• Given data:
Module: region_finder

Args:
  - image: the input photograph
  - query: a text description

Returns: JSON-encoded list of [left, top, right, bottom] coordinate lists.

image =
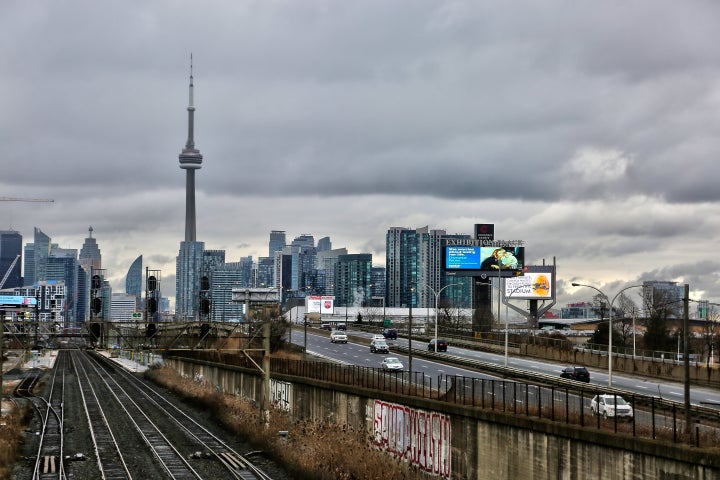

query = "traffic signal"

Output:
[[200, 298, 210, 315], [200, 323, 210, 337], [90, 323, 102, 339], [148, 298, 157, 313], [92, 297, 102, 313]]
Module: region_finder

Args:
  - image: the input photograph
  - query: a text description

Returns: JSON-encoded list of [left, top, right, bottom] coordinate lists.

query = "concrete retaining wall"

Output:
[[165, 357, 720, 480], [522, 345, 720, 387]]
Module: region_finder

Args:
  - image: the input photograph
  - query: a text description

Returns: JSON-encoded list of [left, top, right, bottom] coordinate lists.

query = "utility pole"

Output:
[[683, 283, 692, 433]]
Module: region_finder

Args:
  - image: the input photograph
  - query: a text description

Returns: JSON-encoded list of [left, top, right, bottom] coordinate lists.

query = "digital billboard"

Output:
[[505, 271, 553, 300], [307, 295, 335, 315], [443, 245, 525, 277], [0, 295, 37, 307]]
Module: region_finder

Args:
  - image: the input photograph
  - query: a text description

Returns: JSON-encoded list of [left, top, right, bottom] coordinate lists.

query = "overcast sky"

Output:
[[0, 0, 720, 311]]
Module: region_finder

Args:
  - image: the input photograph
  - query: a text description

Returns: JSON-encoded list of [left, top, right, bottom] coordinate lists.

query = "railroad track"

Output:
[[77, 352, 270, 480], [15, 357, 66, 480]]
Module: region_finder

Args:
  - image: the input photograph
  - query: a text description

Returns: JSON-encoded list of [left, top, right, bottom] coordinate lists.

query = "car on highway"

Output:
[[330, 330, 347, 343], [428, 338, 447, 352], [590, 395, 633, 420], [383, 328, 397, 340], [382, 357, 405, 372], [370, 340, 390, 353], [560, 367, 590, 383]]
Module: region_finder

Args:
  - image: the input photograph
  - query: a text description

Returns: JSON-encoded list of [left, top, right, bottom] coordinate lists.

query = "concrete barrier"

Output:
[[164, 357, 720, 480]]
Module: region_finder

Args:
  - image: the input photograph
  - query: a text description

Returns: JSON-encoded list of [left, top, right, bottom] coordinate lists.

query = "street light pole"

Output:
[[572, 283, 642, 387], [408, 287, 414, 376], [477, 277, 525, 368], [425, 283, 460, 353]]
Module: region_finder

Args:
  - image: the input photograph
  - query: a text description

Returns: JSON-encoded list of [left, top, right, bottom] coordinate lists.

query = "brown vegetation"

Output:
[[0, 406, 31, 480], [146, 367, 425, 480]]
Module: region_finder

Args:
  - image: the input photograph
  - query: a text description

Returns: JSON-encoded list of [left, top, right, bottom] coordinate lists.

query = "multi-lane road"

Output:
[[292, 326, 720, 409]]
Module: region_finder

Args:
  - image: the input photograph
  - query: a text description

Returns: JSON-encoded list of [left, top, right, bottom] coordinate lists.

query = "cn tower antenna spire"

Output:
[[179, 53, 202, 242]]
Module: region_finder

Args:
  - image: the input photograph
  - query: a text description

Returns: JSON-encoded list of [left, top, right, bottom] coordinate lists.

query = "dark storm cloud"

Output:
[[0, 0, 720, 308]]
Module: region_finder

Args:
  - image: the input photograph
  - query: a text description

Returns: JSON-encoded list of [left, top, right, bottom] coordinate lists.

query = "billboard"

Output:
[[443, 244, 525, 277], [306, 295, 335, 315], [0, 295, 37, 307], [505, 270, 553, 300]]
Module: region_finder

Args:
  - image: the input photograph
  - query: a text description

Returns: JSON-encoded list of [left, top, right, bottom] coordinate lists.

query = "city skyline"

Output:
[[0, 0, 720, 312]]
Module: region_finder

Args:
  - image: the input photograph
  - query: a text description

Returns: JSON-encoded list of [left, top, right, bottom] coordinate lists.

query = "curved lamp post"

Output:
[[476, 282, 526, 367], [425, 283, 462, 353], [571, 283, 642, 387]]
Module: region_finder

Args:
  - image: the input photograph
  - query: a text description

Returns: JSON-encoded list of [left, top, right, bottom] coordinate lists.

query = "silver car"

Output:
[[382, 357, 404, 372]]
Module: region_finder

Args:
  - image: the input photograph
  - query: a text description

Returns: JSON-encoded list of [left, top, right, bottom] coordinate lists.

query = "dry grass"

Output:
[[146, 368, 425, 480]]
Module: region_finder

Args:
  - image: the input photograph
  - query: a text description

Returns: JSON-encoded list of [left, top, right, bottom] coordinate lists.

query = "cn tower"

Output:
[[179, 55, 202, 242]]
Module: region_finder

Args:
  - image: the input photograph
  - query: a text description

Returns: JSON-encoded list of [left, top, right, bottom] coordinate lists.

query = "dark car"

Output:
[[370, 340, 390, 353], [428, 338, 447, 352], [560, 367, 590, 383], [383, 328, 397, 340]]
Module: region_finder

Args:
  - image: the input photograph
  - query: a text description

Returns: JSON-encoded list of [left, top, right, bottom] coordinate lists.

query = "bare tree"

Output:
[[700, 307, 720, 367], [613, 293, 640, 346], [643, 290, 682, 351], [438, 298, 470, 329]]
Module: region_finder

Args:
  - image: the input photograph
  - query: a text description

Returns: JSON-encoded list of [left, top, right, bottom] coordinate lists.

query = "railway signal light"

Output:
[[200, 323, 210, 337]]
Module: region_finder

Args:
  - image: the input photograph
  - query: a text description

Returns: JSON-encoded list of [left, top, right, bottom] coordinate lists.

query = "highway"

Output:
[[292, 326, 720, 409]]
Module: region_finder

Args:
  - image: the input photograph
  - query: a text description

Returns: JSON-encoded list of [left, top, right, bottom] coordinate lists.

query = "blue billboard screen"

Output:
[[443, 245, 525, 276]]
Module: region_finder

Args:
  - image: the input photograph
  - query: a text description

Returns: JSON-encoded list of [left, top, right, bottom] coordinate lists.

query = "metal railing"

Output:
[[167, 352, 720, 448]]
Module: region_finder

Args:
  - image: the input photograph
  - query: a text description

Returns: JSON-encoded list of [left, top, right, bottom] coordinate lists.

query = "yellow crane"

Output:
[[0, 197, 55, 202]]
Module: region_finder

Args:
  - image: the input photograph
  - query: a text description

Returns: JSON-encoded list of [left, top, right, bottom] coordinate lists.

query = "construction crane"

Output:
[[0, 197, 55, 203], [0, 255, 20, 289]]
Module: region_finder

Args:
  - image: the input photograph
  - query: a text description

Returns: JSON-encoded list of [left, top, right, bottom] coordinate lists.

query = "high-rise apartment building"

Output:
[[32, 227, 52, 284], [46, 248, 80, 324], [268, 230, 287, 258], [125, 255, 144, 307], [210, 261, 250, 322], [318, 237, 332, 252], [0, 230, 23, 288], [310, 248, 347, 295], [384, 227, 419, 307], [23, 243, 35, 286], [385, 227, 472, 308], [79, 227, 102, 271], [334, 253, 372, 307], [253, 256, 275, 287], [175, 242, 205, 320]]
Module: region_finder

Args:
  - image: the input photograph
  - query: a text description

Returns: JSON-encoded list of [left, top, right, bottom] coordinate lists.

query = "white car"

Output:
[[382, 357, 404, 372], [330, 330, 347, 343], [590, 395, 633, 420]]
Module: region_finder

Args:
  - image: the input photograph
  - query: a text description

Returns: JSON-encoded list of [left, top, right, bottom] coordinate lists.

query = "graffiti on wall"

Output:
[[371, 400, 451, 478], [270, 378, 292, 411]]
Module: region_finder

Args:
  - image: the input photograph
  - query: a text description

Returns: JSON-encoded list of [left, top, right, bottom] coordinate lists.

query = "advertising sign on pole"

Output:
[[307, 295, 335, 315]]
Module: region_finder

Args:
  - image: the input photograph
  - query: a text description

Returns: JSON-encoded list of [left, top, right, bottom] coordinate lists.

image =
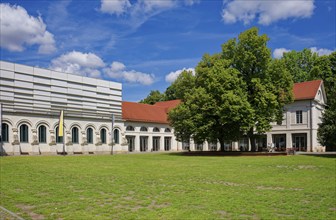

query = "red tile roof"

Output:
[[122, 80, 322, 124], [122, 100, 181, 124], [154, 99, 181, 113], [293, 80, 322, 100]]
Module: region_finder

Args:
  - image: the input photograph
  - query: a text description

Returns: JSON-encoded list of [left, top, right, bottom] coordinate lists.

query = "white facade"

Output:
[[0, 61, 326, 155], [0, 61, 123, 155]]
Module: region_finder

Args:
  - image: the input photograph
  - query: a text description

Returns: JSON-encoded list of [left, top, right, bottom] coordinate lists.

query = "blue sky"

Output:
[[0, 0, 336, 101]]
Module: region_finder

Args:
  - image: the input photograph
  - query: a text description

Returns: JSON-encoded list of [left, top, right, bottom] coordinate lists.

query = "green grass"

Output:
[[0, 154, 336, 219]]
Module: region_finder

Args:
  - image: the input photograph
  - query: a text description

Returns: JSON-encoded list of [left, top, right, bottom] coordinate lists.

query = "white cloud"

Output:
[[50, 51, 105, 78], [309, 47, 334, 56], [273, 48, 291, 59], [273, 47, 334, 59], [166, 68, 195, 83], [100, 0, 131, 15], [104, 61, 155, 85], [0, 3, 56, 54], [222, 0, 315, 25], [100, 0, 194, 28]]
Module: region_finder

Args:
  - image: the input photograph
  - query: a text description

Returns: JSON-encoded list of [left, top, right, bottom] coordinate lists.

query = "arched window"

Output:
[[20, 124, 29, 143], [1, 123, 9, 142], [38, 125, 47, 143], [86, 128, 93, 144], [100, 128, 106, 144], [55, 127, 63, 143], [126, 125, 134, 131], [113, 129, 119, 144], [71, 127, 79, 144]]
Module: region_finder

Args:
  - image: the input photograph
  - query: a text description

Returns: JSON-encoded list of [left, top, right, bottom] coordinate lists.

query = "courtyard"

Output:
[[0, 153, 336, 219]]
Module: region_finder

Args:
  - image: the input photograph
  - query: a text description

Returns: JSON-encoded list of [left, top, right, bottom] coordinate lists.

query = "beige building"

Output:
[[0, 61, 326, 155]]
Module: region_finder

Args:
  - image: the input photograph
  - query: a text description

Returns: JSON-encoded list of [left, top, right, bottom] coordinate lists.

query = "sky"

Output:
[[0, 0, 336, 102]]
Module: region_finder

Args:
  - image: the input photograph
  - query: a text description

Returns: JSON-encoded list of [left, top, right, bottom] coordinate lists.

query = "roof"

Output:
[[122, 100, 181, 124], [154, 99, 181, 113], [293, 80, 323, 100], [122, 80, 323, 124]]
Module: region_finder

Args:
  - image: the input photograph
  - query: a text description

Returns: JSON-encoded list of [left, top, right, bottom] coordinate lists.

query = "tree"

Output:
[[317, 52, 336, 151], [169, 55, 253, 151], [317, 100, 336, 151], [222, 28, 293, 151], [281, 49, 318, 82], [165, 70, 195, 101], [169, 28, 293, 150], [140, 90, 165, 105], [281, 49, 336, 150]]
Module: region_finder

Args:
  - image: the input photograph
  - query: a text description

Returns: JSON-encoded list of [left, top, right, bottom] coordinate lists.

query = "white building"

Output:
[[0, 61, 326, 155], [0, 61, 123, 155]]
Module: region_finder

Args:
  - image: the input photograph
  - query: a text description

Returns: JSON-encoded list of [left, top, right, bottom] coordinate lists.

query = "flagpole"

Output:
[[111, 114, 114, 155], [0, 103, 4, 156], [62, 111, 65, 156]]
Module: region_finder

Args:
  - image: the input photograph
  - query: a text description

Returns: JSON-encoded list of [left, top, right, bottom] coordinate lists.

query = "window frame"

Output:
[[19, 124, 29, 143], [71, 127, 79, 144], [55, 126, 64, 144], [86, 127, 93, 144], [295, 110, 303, 124], [37, 125, 47, 144], [113, 128, 120, 144], [100, 128, 107, 144]]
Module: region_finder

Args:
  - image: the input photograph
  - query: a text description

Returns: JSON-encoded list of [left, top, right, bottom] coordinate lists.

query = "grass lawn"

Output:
[[0, 154, 336, 219]]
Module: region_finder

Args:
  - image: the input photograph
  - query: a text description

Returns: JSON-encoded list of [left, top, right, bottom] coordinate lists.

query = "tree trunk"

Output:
[[247, 127, 256, 151]]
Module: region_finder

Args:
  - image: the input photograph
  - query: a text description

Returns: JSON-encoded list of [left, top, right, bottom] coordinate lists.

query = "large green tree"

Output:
[[140, 90, 165, 105], [169, 28, 293, 150], [165, 70, 195, 100], [281, 49, 336, 150], [222, 28, 293, 151], [169, 55, 253, 150]]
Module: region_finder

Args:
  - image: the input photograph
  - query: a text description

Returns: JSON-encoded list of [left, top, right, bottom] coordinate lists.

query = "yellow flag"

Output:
[[58, 110, 63, 137]]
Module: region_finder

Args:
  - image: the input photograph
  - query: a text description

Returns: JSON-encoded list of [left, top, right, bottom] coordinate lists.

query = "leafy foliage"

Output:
[[140, 90, 165, 105], [169, 28, 293, 149], [281, 49, 336, 150], [165, 70, 195, 100]]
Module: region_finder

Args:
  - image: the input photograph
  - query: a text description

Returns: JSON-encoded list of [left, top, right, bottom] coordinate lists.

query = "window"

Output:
[[126, 135, 135, 152], [20, 124, 29, 143], [38, 125, 47, 143], [209, 141, 217, 151], [113, 129, 119, 144], [296, 111, 302, 124], [164, 137, 171, 151], [1, 123, 9, 142], [56, 127, 63, 143], [100, 128, 106, 144], [195, 143, 203, 151], [152, 137, 160, 151], [71, 127, 79, 144], [182, 139, 190, 150], [126, 125, 134, 131], [140, 136, 148, 151], [86, 128, 93, 144]]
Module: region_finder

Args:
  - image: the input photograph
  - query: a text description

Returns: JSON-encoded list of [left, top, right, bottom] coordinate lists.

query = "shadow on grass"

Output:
[[169, 151, 287, 157], [300, 152, 336, 158]]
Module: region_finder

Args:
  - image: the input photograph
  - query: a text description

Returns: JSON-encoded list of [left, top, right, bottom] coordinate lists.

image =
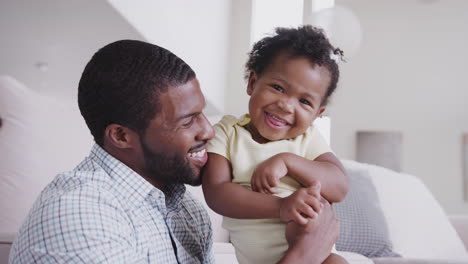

• What you need to do: Give the lines from the start of the items through the line containing "[[0, 0, 720, 311]]", inclusive, as a numbered list with blank lines omitted. Leave the pictures out of your answer.

• Expected answer:
1. Module: region_finder
2. Args:
3.   - image: the input photograph
4.   - query: a text description
5. Returns: JSON-encoded list of [left, top, right, bottom] coordinate lists.
6. image =
7. query = "traffic signal"
8. Output:
9. [[200, 298, 210, 315], [200, 323, 210, 337], [90, 323, 102, 339], [148, 298, 157, 313], [92, 297, 102, 313]]
10. Module: region_finder
11. Args:
12.   - image: the input photograph
13.   - query: a text description
14. Returns: JSON-encoded list of [left, top, right, bottom] coordinate lists.
15. query = "concrete retaining wall"
16. Output:
17. [[165, 357, 720, 480], [522, 345, 720, 387]]
18. Module: region_finder
19. Args:
20.   - image: the input photograph
21.   - query: a text description
22. Returns: JSON-encoded list of [left, top, right, bottom] coordinate lists.
23. query = "utility pole"
24. Output:
25. [[683, 283, 692, 433]]
26. Module: region_finder
27. Args:
28.   - image: the input photograph
29.   - query: a text description
30. Returns: JSON-encoded list of [left, top, right, bottom] coordinate lists.
31. query = "digital billboard"
32. Output:
33. [[505, 271, 553, 300], [307, 295, 335, 315], [443, 245, 525, 277], [0, 295, 37, 307]]
34. Module: region_finder
35. Args:
36.   - image: the input photograph
37.   - query: a text description
38. Returns: JSON-encoded list of [left, top, right, bottom] coordinate lists.
39. query = "overcast sky"
40. Output:
41. [[0, 0, 720, 311]]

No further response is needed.